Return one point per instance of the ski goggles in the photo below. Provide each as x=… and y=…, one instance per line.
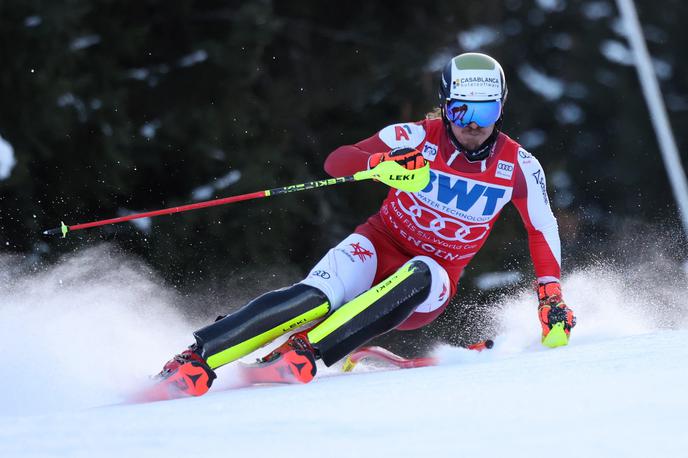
x=463, y=112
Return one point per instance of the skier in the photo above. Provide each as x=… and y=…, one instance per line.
x=400, y=268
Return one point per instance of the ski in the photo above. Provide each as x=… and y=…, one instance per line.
x=386, y=356
x=283, y=369
x=191, y=379
x=291, y=368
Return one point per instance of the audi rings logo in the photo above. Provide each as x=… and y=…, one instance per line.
x=446, y=228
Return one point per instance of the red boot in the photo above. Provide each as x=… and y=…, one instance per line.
x=187, y=374
x=291, y=362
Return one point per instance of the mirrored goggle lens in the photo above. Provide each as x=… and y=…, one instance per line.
x=462, y=113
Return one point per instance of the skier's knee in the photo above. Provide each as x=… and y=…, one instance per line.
x=345, y=271
x=378, y=310
x=440, y=288
x=260, y=321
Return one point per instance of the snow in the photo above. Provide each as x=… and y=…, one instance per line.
x=7, y=160
x=82, y=334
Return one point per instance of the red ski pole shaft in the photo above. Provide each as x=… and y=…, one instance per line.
x=63, y=229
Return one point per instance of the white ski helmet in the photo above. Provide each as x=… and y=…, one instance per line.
x=473, y=89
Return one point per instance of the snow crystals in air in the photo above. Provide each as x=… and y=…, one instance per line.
x=33, y=21
x=193, y=58
x=549, y=87
x=478, y=37
x=597, y=10
x=83, y=42
x=7, y=160
x=492, y=280
x=149, y=129
x=207, y=191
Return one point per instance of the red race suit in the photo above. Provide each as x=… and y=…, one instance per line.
x=452, y=217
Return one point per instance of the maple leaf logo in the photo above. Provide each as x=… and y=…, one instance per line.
x=361, y=252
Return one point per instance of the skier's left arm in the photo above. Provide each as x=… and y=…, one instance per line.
x=531, y=200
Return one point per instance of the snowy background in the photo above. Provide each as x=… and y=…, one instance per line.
x=81, y=336
x=114, y=107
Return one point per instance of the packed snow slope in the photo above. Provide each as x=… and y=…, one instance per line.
x=78, y=338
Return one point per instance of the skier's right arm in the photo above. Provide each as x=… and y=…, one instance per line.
x=349, y=159
x=396, y=142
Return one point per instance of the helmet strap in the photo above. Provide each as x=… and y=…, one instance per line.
x=481, y=152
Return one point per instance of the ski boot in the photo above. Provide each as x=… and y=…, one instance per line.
x=291, y=362
x=187, y=374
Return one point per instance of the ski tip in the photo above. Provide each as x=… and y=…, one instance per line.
x=349, y=364
x=63, y=229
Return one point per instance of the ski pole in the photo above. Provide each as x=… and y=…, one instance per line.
x=388, y=172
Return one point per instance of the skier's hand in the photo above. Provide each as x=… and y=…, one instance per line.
x=554, y=313
x=408, y=158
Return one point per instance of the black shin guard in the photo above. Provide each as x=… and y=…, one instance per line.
x=259, y=322
x=380, y=309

* [WORK TO BE COMPLETED] Please extract every line of the listing above verbatim, leaving out the picture.

* [COMPLETED TASK]
Return one point per instance of the ski goggles in the photo below. Provide each as x=… and y=…, one instance per line.
x=463, y=112
Return one point per instance of the skier in the photo above. Provide each as x=… and y=…, one instance per line.
x=400, y=268
Return one point per instance of the ski in the photo above. Provide each as x=… and y=…, one instance per line.
x=386, y=356
x=283, y=369
x=191, y=379
x=291, y=368
Return one point per instance of the audi rings logo in the photo above. Provide each as x=… and y=…, one instance per line.
x=446, y=228
Return one point per instance of the red boot in the photo above. Provide each as x=… and y=…, one instance per line.
x=187, y=374
x=291, y=362
Return one point per instance of the mirrored goggle lens in the photo above. Provide each as x=… and y=…, one instance per line.
x=462, y=113
Return one point per instance of the skier's knee in the photo above. Provide each as x=… and y=…, one instance per line.
x=345, y=271
x=378, y=310
x=440, y=288
x=260, y=321
Return one point per instance of the snow in the photo above. Provide each as x=… and y=…, one instance per line.
x=7, y=160
x=82, y=334
Return one point per instance of the red ski pole shaft in the photo above. Provide each as x=… and y=…, one instance per line.
x=63, y=229
Return one point per instance of the white ski helmet in the photo above. Provide each as x=… and y=…, one instance per line.
x=473, y=89
Return one point per instance of the snow crystals in air in the photo above. Provide each as x=… and y=…, one instance per line.
x=33, y=21
x=193, y=58
x=549, y=87
x=478, y=37
x=597, y=10
x=83, y=42
x=7, y=160
x=492, y=280
x=149, y=129
x=207, y=191
Return one point per instance of the red race suit in the photo above. Provide each as x=… and y=…, one instance per line.
x=452, y=217
Return one point per instance of the maple leaf logo in the photo above. Provide each as x=… and y=…, one instance per line.
x=361, y=252
Return one point per instance of the skier's left arm in the photo above. Provide each as x=… and y=…, one instance per line.
x=531, y=200
Return one point per instance of the snowy background in the photo above. Provide each as x=… and y=…, one instance per line.
x=81, y=336
x=114, y=107
Return one point per instance of the packed snow slope in the photo above. Provide each as x=… and y=…, one instance per line.
x=78, y=338
Return one point per instance of the skier's right arm in the photo above. Provide each as x=… and y=…, one instance per line.
x=349, y=159
x=396, y=142
Return one point per instance of the helmet strap in the photo above. Provide each as x=… and y=…, one instance per line.
x=481, y=152
Return one point per instance of the ski boot in the photo above. Provide each as x=… and y=…, one instance per line.
x=291, y=362
x=187, y=374
Return one point per instance of the ski tip in the photo above. Provide each as x=… and y=…, one instance per line.
x=349, y=364
x=63, y=229
Return one point per instance of the ski pole in the photo above. Provide each as x=… and y=…, one instance per line.
x=388, y=172
Return one point per instance of the skier's hand in the photo above. Provide each as x=… and y=…, one instance per line.
x=554, y=313
x=408, y=158
Return one point per instance of the black shin guard in the photo above. Provide each as x=… and y=…, one instance per line.
x=259, y=322
x=380, y=309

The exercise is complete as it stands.